Directive
Could you output every one of the rows below word for word, omitting the pictures?

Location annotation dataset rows
◇ ◇ ◇ ◇ ◇ ◇ ◇

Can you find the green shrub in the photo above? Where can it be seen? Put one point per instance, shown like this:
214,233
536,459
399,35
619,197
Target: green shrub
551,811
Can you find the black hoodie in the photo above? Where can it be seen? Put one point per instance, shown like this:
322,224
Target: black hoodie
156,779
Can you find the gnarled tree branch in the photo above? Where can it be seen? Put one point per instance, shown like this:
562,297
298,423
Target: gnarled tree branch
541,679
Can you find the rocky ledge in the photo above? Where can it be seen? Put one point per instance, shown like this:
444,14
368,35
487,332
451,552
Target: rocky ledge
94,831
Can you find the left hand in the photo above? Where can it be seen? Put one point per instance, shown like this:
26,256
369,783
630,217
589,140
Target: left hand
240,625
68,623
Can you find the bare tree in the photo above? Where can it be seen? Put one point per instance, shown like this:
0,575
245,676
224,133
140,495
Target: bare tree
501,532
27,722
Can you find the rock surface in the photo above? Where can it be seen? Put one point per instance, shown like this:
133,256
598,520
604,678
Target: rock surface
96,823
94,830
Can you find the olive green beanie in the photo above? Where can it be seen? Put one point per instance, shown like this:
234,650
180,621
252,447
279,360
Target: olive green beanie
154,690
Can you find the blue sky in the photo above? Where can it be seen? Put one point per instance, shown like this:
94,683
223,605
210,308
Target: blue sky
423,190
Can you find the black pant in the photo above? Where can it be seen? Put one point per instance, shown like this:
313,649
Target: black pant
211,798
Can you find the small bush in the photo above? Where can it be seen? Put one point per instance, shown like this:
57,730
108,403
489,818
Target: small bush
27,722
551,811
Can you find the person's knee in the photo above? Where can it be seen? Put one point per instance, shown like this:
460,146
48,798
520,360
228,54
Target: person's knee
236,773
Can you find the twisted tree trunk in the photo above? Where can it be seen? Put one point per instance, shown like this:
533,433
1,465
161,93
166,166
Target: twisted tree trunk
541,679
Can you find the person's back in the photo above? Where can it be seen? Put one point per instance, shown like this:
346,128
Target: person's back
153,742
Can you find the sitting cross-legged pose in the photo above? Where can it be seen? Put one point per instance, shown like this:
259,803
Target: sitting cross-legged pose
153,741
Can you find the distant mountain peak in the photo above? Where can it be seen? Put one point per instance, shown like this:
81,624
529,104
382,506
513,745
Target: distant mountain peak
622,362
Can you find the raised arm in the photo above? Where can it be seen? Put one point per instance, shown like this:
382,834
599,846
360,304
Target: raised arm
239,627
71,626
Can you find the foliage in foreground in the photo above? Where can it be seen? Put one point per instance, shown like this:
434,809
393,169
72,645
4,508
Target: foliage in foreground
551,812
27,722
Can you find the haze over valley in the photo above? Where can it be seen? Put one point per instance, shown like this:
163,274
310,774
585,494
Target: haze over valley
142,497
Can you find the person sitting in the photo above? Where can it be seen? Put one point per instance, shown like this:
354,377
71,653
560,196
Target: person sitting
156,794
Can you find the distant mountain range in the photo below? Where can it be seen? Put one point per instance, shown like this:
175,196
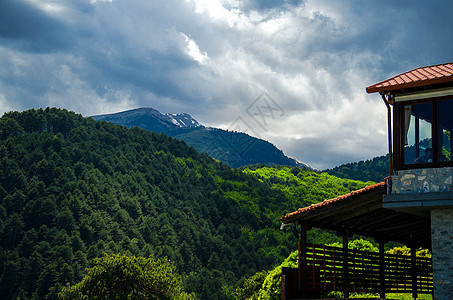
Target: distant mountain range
233,148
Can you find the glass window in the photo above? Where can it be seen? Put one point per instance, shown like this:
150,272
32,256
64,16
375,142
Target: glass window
445,128
418,120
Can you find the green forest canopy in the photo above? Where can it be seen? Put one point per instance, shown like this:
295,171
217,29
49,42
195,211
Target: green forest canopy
72,188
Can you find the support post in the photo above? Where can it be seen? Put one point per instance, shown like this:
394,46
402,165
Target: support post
381,270
345,265
302,286
414,272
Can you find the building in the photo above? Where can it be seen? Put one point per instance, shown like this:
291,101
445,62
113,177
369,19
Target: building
414,205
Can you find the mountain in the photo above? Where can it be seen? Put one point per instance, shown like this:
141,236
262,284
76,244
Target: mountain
72,188
375,169
233,148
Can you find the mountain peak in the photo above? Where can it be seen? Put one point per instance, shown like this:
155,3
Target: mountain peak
142,116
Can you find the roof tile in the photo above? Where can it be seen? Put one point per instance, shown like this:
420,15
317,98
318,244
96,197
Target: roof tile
333,201
418,77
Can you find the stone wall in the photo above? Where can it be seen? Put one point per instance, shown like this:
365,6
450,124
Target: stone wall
422,181
442,240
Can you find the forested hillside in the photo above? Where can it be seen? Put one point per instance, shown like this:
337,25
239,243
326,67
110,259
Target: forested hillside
72,188
375,169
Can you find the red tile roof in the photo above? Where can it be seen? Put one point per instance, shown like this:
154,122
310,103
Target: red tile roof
418,77
336,200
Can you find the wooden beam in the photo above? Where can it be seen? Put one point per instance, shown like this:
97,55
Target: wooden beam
302,284
381,270
345,265
414,272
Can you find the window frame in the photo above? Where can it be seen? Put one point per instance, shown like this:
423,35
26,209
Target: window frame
399,133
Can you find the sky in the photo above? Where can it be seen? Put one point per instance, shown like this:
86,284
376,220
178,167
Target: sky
290,72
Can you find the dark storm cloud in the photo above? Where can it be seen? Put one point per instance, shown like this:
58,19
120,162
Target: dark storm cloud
27,28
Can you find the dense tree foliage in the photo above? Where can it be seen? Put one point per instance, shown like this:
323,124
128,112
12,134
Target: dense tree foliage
72,188
375,169
128,277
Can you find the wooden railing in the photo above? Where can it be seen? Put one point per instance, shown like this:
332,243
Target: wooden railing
324,271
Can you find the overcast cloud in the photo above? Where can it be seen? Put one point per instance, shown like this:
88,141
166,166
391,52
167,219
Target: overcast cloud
303,64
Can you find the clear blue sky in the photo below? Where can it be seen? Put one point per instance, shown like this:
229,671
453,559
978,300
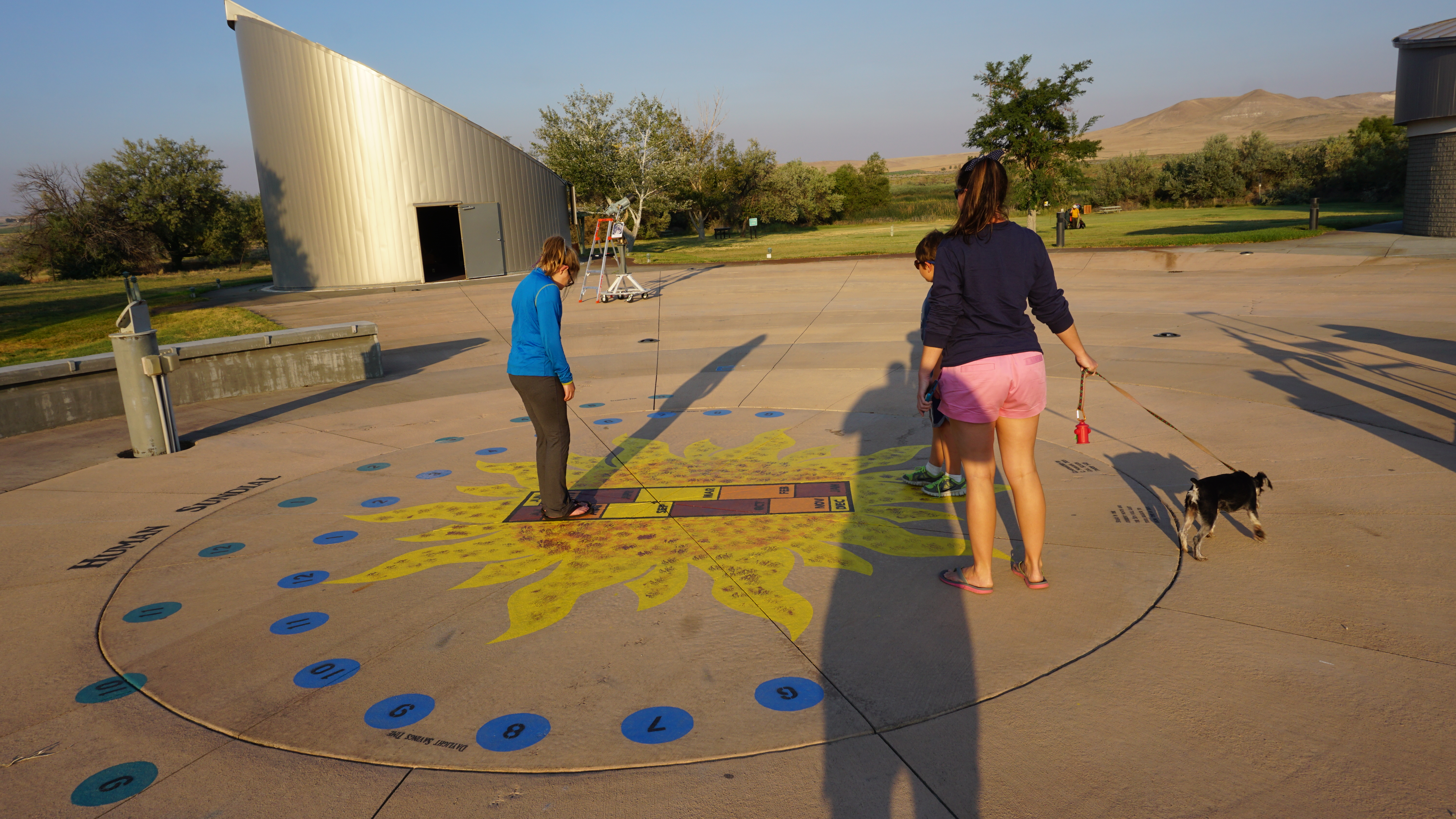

◇ ◇ ◇ ◇ ◇ ◇ ◇

Answer in full
Can you find the green shrub in the photo above? Where can it be seen? Put one point per instance, shown like this:
214,233
536,459
399,35
619,197
Target: green shrub
551,811
Can you find the black hoodie in the photo above? Where can it be seen? Put one point per instance, shown like this:
322,224
Target: black hoodie
156,779
Can you find the gnarled tree branch in the photo above? Where can it be seen? Put one point per instance, shown like this:
562,297
298,423
Target: gnarled tree branch
541,679
Can you find the rocky ledge in the photo above? Where can it be seen? Put one point per instance, shown like this:
444,14
368,35
487,332
451,552
Target: rocky ledge
94,831
Can you find the left hand in the photo above? Where can it be seen? Put one point per instance, shown like this:
26,256
369,783
630,217
589,140
Target: left hand
240,625
68,623
Can you find the bare tree in the photo above? Where can it be seen? Put one point per instance, shown like this:
0,575
245,676
224,133
140,495
Target: bare tree
501,532
27,722
Can you find the rock surface in the photo above? Where can it be seen? Put one point per instance, shown like this:
133,256
598,520
604,678
Target: rock surface
96,823
94,830
Can you find the olive green beanie in the photo above? Where can it be seen? Put one point per instance, shown like this:
234,650
180,621
252,447
279,360
Target: olive green beanie
154,690
Can you find the blue sky in the photo above? Where can it be seen? Put one point per instance, shown like this:
94,683
223,605
210,308
Target: blue sky
423,190
Can you find the black pant in the photo above? Where can it be seen? Put one point per instance, shown like this:
313,649
Target: black pant
211,798
Can you find the small bush in the photo above? Where can it be seen? Put one point per instance, shown like this:
57,730
108,403
489,818
Target: small bush
27,722
551,811
Can you find the person's knee in the photo above? Where can it be seen? Put one point per instance, shown like this:
460,146
48,798
520,360
228,54
Target: person's knee
236,773
Can you find the twisted tree trunk in the photo above? Where can it be seen? Put one point per instance, shown like this:
533,433
1,465
161,93
166,166
Target: twisted tree trunk
541,679
Can you find the person's back in the photo above? Where can it be seen? Put one point per instance, shown like this:
346,128
Target: person's back
153,742
Can you find the sitting cross-legged pose in the photo above? Where can it be seen? Put one point per instance, shown like this:
259,803
Target: sitting cross-legged pose
153,741
Can you find the distant mountain peak in the photo above? Where can it be seen? Put one point per instance, shown like this:
81,624
529,104
382,506
513,745
Target: distant mountain peak
622,362
Can you find the raised arm in the photo above? Where can it be seen? Put one point per instance, shown like this:
382,834
599,846
360,304
Target: raised arm
239,627
71,626
Can you find the foliage in foreground in the photo above? Where can it be seen? Put one point per instance, shown like this:
434,809
393,169
72,645
4,508
Target: foliage in foreground
551,812
27,722
Can you find the haze over valley in the photo above? Where can it be seen? Put one point per instance, shown like this:
163,274
310,774
585,494
Target: haze over valley
142,497
Can you find the person sitting in the photo above? Where can it be seen? Put one point per instance, shown like this:
354,377
71,653
560,196
Target: person sitting
156,794
Can you find the distant mountain range in the photo below? Where can it be seen? Put one point per instance, shown like this:
175,196
Target: distant mountain range
233,148
Can you find the glass window in the photo above? Where can it be seen? Put one point per instance, shown like this:
150,272
32,256
64,16
375,142
Target: glass window
445,128
418,120
Can you find the green forest canopy in the photo above? Where can it be seen? Put one point per instance, shown like this:
295,171
217,29
49,42
195,211
Target: green forest canopy
72,188
Can you find the support post in the photo above? Where can it be seen? Put one point per instance, shown like this:
394,46
402,165
Target: support post
381,270
345,265
302,286
414,272
Can you find the building in the photo above? Where can it be seen? Put one point per instance, shown like this:
291,101
445,62
113,177
369,19
Target: building
414,205
Can you find the mountain in the photo above? Where can it be seen? Put one point per instance, shown like this:
141,236
262,284
76,244
Target: mountain
72,188
375,169
233,148
Can you find the mountain peak in the photo above? Where can it be seen? Put one point per instance, shown like this:
155,3
Target: mountain peak
142,116
Can you find the roof tile in the photo above? Where can it be seen? Put one point per instance, shown like this:
420,15
317,98
318,244
96,197
Target: roof tile
333,201
418,77
Can you find the stone wall in the photo above? Where can it be seen? Put one point per instance, shown like this:
365,6
450,124
Target: stone wall
422,181
442,240
Can you find the forested hillside in the photo above? Where can it be seen? Put one point per instance, shown like this:
337,25
239,243
326,67
110,259
Target: forested hillside
72,188
375,169
Can you find the red tile roof in the photo above? Where can it be seen? Put one point per instance, shown like this:
154,122
310,103
Target: red tile roof
418,77
336,200
Can you find the wooden beam in the photo above? Where can it be seen? Put one point per instance, shown like this:
97,55
Target: wooden beam
302,284
381,270
345,265
414,272
Can you find the window frame in the photo above? Where can it be seen? Put one point per instance, shown like this:
423,35
26,209
Target: window frame
399,133
Can you find the sky in the photo above? Where can it be seen? Put one point per instance, shown like this:
86,284
376,220
178,167
Target: sky
290,72
Can you find the dark storm cloud in the photo above? Where can it be seen? Put one point per instance, shown like this:
58,19
120,162
Target: dark storm cloud
27,28
Can you find the dense tree foliage in the photo above? Where can it be seen? Put one point per instance, shown like this:
323,124
128,112
12,134
Target: dense tree foliage
72,188
375,169
128,277
Can you find the wooden railing in the photo above? Where can it be seen? Put one point per instance, shown like this:
332,243
Target: wooden railing
324,271
Can you find the overcast cloud in the photo above? Where can it be seen? Put one point per instance, shown like this:
88,141
166,166
391,52
167,219
Target: overcast cloud
303,64
Can you find the clear blue sky in the photo below? Where can it be seen? Put one point per instance, shown like this:
229,671
453,559
978,300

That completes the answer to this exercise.